» Task material
/---

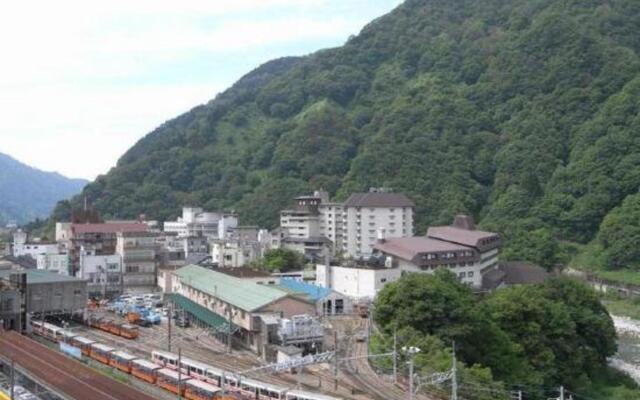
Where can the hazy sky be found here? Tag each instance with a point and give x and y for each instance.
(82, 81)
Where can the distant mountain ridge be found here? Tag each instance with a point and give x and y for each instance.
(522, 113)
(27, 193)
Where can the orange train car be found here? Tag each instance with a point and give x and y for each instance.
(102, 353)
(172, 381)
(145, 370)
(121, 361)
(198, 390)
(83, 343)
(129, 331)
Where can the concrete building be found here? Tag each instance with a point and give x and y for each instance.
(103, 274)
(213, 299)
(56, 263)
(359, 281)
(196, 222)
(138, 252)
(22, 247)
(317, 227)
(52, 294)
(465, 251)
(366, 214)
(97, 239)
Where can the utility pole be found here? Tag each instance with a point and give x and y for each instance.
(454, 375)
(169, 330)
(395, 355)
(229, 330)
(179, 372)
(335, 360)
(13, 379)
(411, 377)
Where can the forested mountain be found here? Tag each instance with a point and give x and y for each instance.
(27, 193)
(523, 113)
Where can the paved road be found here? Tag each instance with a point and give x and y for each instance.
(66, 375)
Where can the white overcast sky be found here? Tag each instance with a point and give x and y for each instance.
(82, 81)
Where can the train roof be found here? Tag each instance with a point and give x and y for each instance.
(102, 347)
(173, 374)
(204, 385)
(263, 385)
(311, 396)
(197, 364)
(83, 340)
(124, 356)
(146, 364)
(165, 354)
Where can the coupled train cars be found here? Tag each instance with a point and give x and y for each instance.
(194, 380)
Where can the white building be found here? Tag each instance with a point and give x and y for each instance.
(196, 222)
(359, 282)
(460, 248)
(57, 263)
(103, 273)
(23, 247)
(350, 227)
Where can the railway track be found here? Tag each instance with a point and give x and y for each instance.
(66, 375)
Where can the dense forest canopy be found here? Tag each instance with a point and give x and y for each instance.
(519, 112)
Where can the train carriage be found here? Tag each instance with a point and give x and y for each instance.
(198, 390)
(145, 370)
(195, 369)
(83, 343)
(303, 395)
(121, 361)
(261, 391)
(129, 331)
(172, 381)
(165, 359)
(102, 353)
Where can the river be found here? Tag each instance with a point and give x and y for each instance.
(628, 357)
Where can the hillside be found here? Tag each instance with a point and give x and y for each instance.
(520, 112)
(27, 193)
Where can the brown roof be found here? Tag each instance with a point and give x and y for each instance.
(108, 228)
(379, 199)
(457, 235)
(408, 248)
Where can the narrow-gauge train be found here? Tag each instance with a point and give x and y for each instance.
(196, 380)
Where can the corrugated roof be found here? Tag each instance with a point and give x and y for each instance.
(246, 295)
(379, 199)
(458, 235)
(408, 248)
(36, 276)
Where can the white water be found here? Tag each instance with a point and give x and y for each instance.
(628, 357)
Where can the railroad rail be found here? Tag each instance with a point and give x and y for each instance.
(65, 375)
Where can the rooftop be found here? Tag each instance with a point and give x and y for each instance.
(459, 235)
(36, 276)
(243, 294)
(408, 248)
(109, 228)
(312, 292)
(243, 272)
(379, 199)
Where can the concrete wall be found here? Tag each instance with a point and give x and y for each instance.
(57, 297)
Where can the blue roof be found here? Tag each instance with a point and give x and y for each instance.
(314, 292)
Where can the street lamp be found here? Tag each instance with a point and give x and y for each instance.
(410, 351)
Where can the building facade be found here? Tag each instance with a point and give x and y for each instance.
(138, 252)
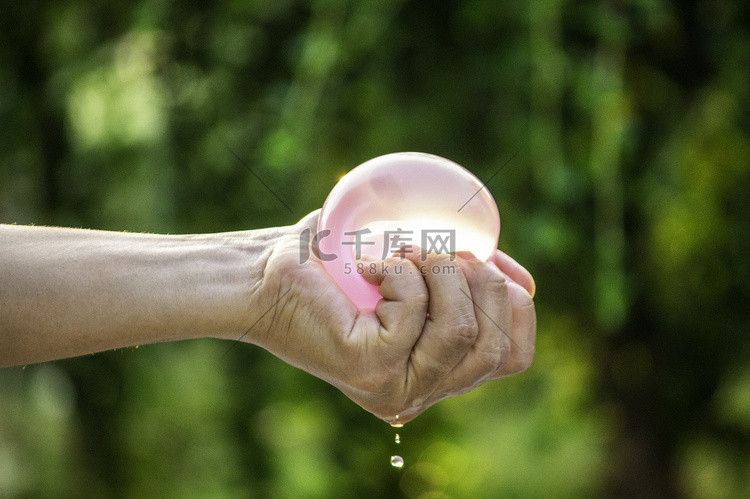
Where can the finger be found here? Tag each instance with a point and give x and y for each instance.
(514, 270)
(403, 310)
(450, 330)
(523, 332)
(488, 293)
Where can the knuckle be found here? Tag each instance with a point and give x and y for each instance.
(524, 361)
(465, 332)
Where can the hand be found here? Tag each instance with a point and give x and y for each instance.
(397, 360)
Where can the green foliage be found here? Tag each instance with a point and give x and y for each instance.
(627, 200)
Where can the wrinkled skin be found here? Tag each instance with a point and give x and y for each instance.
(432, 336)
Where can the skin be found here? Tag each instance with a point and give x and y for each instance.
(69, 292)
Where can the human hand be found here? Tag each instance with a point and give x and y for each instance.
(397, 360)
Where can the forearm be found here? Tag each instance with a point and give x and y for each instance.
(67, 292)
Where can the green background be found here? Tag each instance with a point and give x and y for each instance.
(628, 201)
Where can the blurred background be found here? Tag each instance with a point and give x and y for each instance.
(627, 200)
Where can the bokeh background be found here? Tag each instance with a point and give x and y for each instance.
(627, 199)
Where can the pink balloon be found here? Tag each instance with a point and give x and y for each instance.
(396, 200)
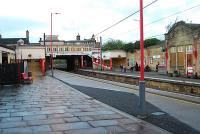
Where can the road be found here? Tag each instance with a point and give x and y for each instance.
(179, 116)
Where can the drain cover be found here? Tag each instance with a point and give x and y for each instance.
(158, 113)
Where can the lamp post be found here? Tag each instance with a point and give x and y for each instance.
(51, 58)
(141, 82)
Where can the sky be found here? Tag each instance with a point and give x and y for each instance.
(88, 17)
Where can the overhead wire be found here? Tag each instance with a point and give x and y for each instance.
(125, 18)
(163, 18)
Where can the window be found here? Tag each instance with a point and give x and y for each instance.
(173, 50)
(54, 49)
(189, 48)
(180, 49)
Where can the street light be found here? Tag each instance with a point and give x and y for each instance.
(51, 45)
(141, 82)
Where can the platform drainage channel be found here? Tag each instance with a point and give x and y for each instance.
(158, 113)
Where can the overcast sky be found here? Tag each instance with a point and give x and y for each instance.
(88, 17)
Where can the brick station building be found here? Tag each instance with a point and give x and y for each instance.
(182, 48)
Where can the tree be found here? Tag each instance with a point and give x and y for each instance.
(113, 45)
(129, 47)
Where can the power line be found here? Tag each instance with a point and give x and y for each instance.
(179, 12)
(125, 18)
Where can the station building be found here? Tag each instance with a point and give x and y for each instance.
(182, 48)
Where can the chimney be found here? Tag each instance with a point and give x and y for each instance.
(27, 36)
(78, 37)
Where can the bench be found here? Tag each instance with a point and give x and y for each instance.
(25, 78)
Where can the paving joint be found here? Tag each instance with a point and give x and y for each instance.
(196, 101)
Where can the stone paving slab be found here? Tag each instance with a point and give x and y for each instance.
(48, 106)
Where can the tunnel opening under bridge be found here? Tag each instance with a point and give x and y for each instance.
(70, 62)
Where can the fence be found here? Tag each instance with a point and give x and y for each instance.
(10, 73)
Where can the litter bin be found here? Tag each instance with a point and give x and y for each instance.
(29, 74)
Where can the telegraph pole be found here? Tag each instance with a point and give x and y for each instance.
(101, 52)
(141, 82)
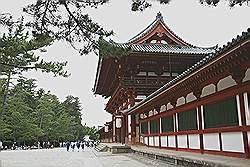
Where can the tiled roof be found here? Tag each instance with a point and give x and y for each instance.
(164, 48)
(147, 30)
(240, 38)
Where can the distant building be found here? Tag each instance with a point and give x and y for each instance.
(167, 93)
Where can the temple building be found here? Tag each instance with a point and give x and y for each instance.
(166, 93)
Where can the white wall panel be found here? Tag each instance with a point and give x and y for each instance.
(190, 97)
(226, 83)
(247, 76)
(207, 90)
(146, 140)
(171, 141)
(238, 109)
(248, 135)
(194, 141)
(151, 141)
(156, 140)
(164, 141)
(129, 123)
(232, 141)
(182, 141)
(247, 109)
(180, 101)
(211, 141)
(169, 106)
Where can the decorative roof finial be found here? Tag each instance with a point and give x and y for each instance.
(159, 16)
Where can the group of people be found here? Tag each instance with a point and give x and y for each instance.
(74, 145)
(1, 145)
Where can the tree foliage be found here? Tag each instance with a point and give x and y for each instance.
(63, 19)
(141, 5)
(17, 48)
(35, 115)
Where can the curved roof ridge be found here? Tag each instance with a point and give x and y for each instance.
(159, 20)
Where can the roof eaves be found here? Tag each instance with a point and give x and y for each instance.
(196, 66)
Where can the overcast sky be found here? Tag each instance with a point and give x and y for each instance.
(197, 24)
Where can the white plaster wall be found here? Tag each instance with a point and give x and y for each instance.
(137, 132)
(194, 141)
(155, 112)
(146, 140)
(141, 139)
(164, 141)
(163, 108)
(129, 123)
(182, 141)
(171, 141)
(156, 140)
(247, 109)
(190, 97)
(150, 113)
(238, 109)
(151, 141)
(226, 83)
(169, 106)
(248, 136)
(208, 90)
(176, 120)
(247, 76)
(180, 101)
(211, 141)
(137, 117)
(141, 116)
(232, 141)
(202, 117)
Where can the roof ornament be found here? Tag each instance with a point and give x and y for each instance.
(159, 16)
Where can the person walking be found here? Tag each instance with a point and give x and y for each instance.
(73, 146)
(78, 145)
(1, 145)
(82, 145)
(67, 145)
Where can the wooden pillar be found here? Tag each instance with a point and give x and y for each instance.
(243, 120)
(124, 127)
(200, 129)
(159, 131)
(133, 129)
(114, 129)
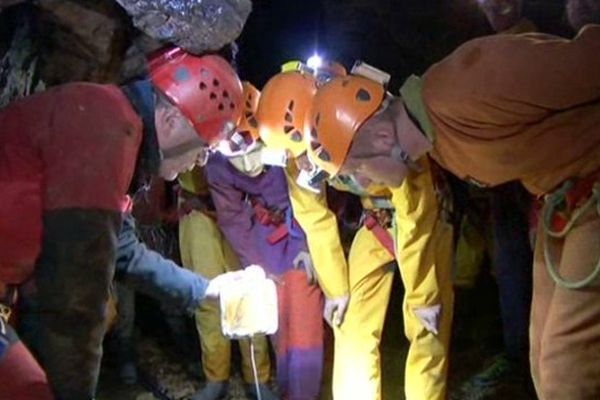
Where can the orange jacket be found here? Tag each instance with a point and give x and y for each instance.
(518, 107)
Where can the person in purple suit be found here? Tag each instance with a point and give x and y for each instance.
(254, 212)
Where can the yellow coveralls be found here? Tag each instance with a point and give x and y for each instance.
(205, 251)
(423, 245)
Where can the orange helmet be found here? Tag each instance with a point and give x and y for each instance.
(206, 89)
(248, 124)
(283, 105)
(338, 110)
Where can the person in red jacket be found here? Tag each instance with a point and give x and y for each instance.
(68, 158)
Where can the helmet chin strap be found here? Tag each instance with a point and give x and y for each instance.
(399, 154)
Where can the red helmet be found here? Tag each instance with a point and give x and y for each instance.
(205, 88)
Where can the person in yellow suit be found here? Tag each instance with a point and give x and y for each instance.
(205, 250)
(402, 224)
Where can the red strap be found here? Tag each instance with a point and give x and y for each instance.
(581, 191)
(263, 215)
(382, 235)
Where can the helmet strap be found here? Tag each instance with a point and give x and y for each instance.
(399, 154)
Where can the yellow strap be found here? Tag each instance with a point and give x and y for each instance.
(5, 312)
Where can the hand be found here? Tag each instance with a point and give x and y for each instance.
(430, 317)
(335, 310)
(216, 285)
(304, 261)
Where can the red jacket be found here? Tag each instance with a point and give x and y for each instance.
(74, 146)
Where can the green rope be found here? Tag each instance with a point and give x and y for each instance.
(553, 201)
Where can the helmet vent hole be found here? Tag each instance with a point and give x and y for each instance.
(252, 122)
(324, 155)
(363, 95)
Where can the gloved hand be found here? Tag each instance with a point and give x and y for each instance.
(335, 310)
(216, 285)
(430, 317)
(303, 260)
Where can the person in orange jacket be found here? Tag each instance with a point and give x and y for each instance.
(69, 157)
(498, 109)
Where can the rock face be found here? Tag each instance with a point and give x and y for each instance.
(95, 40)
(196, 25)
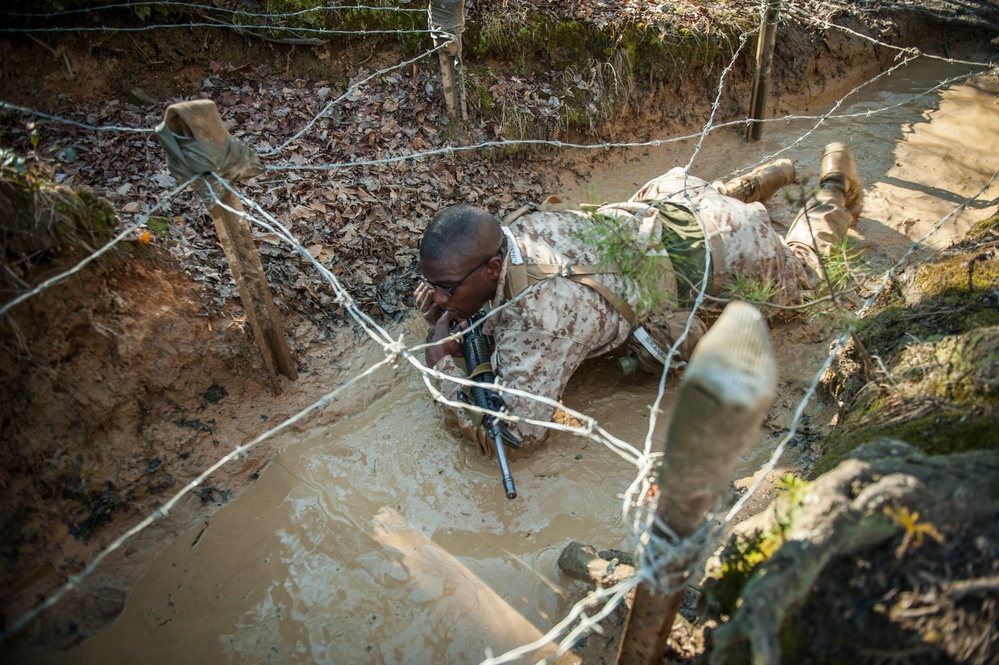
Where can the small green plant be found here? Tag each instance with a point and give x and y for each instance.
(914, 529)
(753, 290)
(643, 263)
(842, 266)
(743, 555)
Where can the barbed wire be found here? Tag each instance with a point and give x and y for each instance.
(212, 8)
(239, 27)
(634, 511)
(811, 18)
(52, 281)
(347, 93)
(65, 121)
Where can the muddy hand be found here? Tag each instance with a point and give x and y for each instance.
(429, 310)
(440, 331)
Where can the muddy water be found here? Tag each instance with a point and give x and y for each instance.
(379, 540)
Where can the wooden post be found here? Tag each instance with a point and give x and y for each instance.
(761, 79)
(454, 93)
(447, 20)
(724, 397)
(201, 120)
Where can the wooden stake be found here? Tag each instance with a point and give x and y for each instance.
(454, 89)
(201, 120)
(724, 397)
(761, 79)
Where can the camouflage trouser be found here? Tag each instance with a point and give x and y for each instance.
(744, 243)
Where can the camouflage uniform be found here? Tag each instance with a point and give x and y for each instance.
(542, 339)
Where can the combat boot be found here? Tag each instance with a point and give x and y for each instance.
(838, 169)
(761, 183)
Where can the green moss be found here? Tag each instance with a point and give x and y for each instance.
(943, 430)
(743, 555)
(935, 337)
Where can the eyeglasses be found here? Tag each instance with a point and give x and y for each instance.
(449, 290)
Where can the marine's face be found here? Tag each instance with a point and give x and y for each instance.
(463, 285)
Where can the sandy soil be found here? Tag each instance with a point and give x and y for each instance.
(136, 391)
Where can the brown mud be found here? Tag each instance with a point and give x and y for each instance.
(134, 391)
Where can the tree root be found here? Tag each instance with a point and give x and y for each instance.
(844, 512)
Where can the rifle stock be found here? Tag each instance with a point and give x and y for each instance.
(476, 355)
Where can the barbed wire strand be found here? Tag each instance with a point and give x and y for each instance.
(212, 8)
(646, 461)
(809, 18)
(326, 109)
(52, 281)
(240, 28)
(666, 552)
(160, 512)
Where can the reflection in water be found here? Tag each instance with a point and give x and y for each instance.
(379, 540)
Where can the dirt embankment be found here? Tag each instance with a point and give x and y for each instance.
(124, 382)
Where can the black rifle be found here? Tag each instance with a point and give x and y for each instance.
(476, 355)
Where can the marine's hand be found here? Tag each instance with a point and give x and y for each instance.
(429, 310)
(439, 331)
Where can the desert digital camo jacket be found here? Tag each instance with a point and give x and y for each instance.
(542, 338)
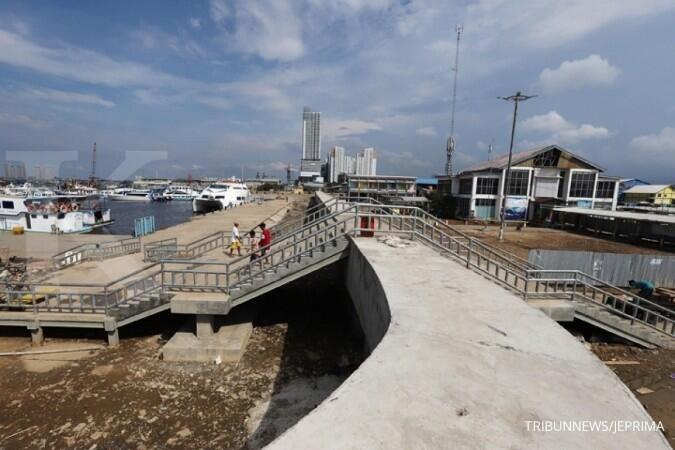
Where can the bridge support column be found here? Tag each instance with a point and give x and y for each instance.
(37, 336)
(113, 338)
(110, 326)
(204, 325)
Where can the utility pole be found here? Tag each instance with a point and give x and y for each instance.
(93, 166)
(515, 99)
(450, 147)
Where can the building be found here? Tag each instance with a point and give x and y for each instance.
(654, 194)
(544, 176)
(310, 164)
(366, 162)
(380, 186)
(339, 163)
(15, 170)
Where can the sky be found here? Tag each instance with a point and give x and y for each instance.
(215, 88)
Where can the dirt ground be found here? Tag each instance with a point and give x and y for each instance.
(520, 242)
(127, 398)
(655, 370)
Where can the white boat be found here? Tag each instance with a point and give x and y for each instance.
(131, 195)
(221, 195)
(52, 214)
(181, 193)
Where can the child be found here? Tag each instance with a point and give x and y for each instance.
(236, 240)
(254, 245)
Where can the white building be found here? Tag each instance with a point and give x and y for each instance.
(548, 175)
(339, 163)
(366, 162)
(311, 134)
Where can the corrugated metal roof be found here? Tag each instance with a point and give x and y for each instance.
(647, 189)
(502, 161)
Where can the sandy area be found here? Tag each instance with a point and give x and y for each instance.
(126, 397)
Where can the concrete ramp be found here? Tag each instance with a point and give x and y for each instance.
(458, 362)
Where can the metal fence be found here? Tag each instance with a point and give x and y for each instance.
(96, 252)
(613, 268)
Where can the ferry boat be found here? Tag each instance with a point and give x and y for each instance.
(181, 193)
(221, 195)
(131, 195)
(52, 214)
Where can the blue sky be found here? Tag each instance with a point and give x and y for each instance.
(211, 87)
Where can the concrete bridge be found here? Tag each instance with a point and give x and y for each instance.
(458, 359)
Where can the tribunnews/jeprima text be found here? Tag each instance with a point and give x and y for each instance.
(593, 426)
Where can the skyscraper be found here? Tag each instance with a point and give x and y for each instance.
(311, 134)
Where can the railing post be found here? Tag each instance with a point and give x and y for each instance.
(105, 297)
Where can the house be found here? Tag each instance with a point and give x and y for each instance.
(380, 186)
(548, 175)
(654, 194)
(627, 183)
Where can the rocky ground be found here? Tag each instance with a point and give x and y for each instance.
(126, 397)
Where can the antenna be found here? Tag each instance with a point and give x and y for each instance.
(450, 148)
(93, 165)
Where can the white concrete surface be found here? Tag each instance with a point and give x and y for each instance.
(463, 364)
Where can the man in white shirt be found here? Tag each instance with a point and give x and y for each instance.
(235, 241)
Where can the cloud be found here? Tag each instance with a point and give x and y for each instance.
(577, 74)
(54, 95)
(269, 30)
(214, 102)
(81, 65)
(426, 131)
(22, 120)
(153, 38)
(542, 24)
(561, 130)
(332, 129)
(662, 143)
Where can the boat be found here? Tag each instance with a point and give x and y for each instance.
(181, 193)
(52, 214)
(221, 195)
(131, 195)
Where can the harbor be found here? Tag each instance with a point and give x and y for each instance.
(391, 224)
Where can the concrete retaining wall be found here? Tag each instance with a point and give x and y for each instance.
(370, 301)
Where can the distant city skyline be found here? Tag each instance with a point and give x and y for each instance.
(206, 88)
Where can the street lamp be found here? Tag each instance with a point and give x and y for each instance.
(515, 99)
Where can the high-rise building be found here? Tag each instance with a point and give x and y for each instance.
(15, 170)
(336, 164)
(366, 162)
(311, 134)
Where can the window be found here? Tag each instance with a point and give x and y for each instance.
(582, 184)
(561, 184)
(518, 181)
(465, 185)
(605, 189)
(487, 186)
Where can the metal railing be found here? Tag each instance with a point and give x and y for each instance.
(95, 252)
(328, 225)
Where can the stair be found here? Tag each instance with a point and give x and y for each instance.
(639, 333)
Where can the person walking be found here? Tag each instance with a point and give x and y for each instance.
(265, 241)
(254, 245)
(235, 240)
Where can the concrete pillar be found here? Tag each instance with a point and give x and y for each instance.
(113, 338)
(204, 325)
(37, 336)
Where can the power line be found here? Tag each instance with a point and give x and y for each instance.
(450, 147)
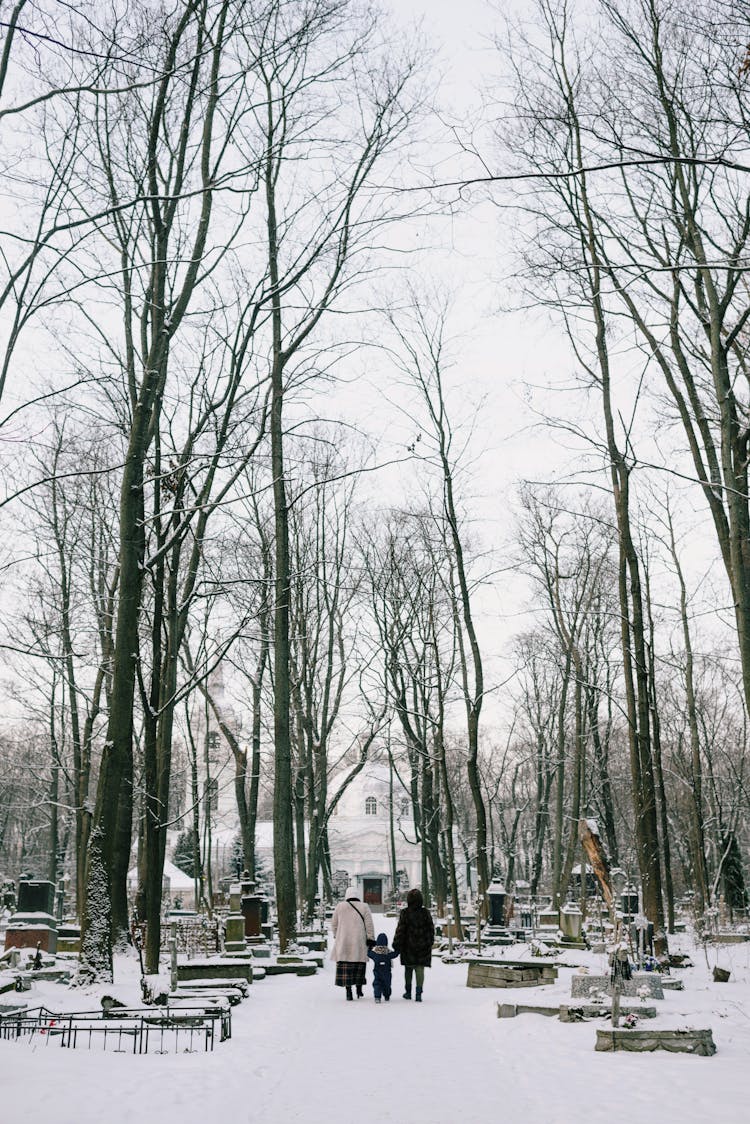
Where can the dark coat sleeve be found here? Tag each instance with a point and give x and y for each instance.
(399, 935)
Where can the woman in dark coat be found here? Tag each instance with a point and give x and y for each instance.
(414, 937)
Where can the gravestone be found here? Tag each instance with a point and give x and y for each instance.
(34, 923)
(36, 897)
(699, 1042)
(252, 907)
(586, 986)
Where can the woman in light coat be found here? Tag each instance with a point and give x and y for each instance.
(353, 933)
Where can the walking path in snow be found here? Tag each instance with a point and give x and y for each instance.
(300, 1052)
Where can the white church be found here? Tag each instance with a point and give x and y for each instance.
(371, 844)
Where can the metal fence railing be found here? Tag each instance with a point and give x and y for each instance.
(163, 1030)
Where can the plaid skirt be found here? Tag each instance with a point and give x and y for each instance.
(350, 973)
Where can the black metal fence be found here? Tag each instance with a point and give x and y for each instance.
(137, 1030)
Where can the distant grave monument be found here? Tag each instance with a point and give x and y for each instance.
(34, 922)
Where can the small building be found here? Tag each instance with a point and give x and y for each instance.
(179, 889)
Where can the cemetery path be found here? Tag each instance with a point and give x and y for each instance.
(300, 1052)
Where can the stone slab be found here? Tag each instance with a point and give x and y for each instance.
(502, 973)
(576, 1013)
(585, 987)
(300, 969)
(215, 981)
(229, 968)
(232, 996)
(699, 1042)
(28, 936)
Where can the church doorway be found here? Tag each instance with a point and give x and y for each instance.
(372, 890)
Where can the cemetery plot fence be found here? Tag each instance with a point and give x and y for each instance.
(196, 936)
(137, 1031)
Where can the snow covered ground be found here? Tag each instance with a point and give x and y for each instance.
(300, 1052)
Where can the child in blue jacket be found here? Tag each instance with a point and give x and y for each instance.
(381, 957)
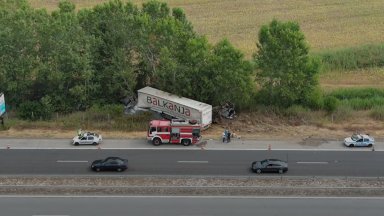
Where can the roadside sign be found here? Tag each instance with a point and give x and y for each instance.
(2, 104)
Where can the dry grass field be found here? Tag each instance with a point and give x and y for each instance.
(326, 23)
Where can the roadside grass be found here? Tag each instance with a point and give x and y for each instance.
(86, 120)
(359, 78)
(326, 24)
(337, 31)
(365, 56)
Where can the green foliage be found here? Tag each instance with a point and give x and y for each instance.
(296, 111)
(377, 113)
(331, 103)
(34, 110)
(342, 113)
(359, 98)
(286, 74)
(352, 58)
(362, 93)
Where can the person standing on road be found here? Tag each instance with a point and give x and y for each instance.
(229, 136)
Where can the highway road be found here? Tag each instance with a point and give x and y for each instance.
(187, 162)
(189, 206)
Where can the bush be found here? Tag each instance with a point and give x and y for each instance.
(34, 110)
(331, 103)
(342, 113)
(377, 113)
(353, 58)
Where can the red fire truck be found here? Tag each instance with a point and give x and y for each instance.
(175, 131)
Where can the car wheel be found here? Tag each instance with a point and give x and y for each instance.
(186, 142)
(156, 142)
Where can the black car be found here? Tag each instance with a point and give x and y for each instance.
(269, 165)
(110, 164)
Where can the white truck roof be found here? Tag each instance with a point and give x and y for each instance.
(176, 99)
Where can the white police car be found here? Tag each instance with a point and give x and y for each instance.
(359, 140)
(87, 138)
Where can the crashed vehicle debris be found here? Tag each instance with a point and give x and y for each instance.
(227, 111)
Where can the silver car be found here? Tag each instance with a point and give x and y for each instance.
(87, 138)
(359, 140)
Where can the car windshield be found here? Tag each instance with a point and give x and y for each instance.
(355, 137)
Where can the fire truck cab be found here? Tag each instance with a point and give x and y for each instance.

\---

Copy out, word for word, the lines of the entries starting at the one containing "Where can the white church" and ending at the one containing "(137, 1030)", with both of those lines included.

Where can the white church be found here? Tag each instance with a point and give x and y for each instance.
(371, 844)
Where can the metal fence railing be found here? Tag each instance with a point and give x and y for each instance.
(163, 1030)
Where can the plaid skirt be found here? Tag each instance with a point and give x and y for each instance.
(350, 973)
Where can the black metal fence be found here? Tag each instance with a point and give x and y for each instance.
(137, 1030)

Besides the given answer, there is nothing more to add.